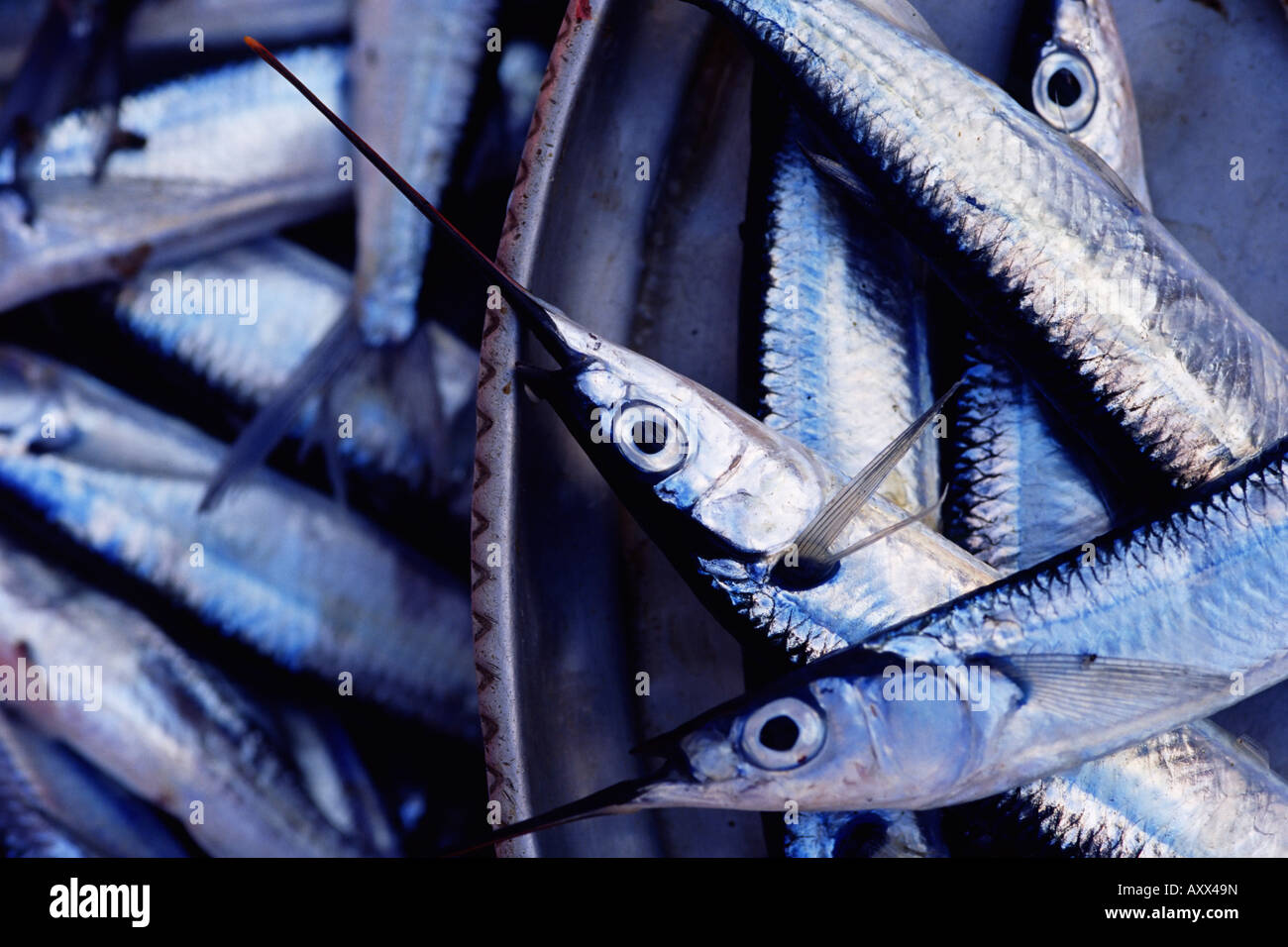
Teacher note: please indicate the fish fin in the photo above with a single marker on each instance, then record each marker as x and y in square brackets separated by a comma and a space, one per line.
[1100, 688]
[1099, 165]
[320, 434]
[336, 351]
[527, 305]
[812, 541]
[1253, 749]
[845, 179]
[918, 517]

■ TASK BRIEF ■
Please rescale the records above by writing out every line again, requests included, with each x and y coordinate in the answers multiplied by 0.7 and rounded to a whole number, halves rounded up. Leave the pictures out.

■ SOLUTION FOR THIS PROBLEM ■
Teacher note: please indicate the fish fin in the photo above with a single marker on each instance, then record each marker as x and y in square brackets separated by a comma and a space, one per line.
[770, 482]
[769, 116]
[224, 304]
[235, 246]
[369, 214]
[568, 379]
[877, 524]
[592, 125]
[643, 362]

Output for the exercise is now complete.